**SHORT EXERCISE 1:** From the motherboard troubleshooting post, copy everything from "I also ran some" down to "about that chip.".
**SHORT EXERCISE 2:** In the motherboard troubleshooting post, what hot-spot temperature did the Winbond W83627HG I/O chip reach?

**GIVEN TEXT:**
-.-.-

The board does have six KZG 6.3V 1200uF capacitors. None of them are showing any signs of leakage. I removed one next to the ATX connector and tested it. It reported almost 1200uF and 0.02 ESR. The other board has four of these caps leaking, but on this first board I’m assuming they’re probably good.

I also ran some thermal imaging to see if anything lit up.

There is a diode connected between a voltage regular (?) 14N03LA MOSFET and FAN5067 ACPI controller. It registered 93C. I know these diodes can have operating temps in excess of 100C, so I don’t know if this is necessarily an issue. I tested the diode and there was no short.

The other thermal issue is the Winbond W83627HG I/O chip. It reported a hot spot of 75C after less than a minute of powering on. The operating temp for this chip is between 0 and 70C, so it’s already hotter than it should be. Again, I don’t know if it’s faulty and potentially causing the board to fail to boot, but I have concerns about that chip.

-.-.-

**DATA EXCERPT:**
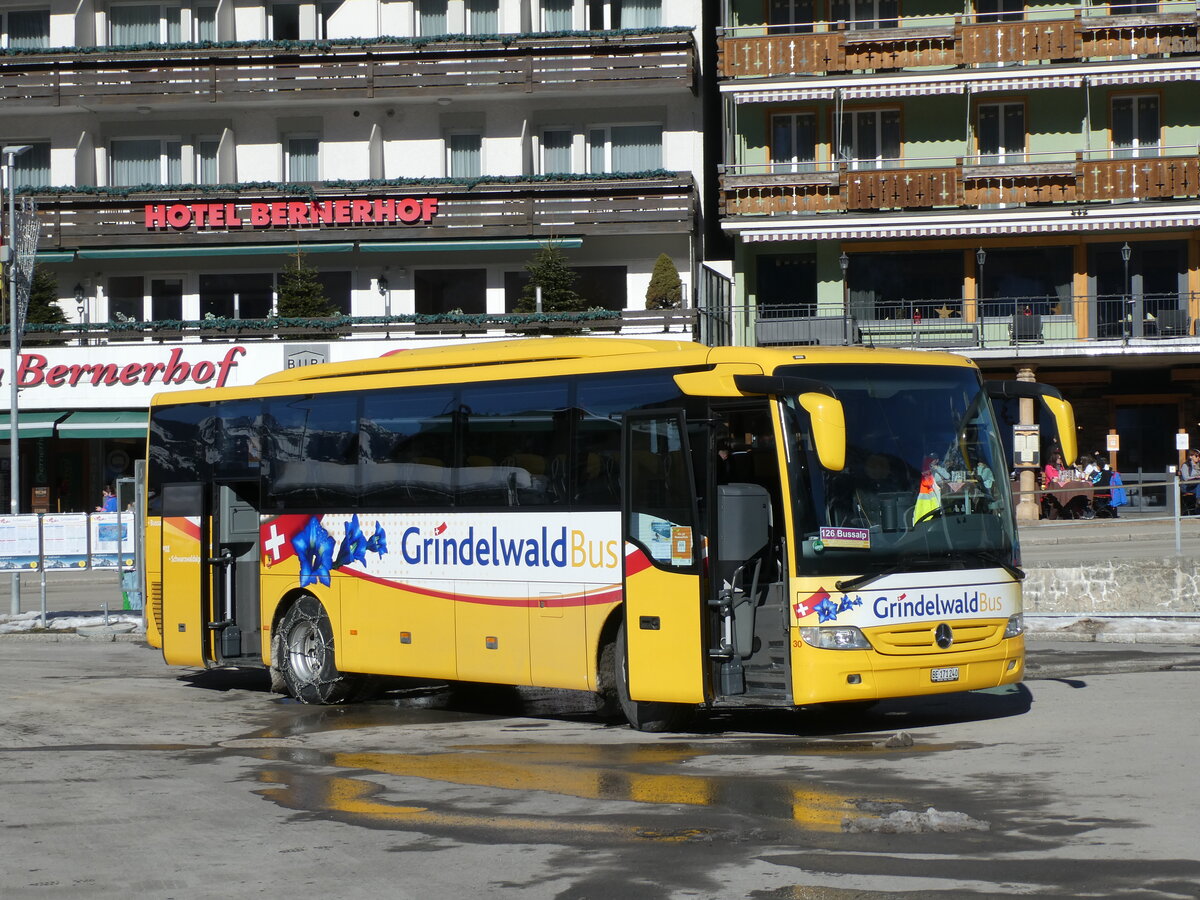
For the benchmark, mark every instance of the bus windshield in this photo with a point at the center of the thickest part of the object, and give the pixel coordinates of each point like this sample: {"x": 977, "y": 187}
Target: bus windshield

-.-.-

**WORKED SOLUTION 1:**
I also ran some thermal imaging to see if anything lit up.

There is a diode connected between a voltage regular (?) 14N03LA MOSFET and FAN5067 ACPI controller. It registered 93C. I know these diodes can have operating temps in excess of 100C, so I don’t know if this is necessarily an issue. I tested the diode and there was no short.

The other thermal issue is the Winbond W83627HG I/O chip. It reported a hot spot of 75C after less than a minute of powering on. The operating temp for this chip is between 0 and 70C, so it’s already hotter than it should be. Again, I don’t know if it’s faulty and potentially causing the board to fail to boot, but I have concerns about that chip.

**WORKED SOLUTION 2:** 75C, after less than a minute of being powered on.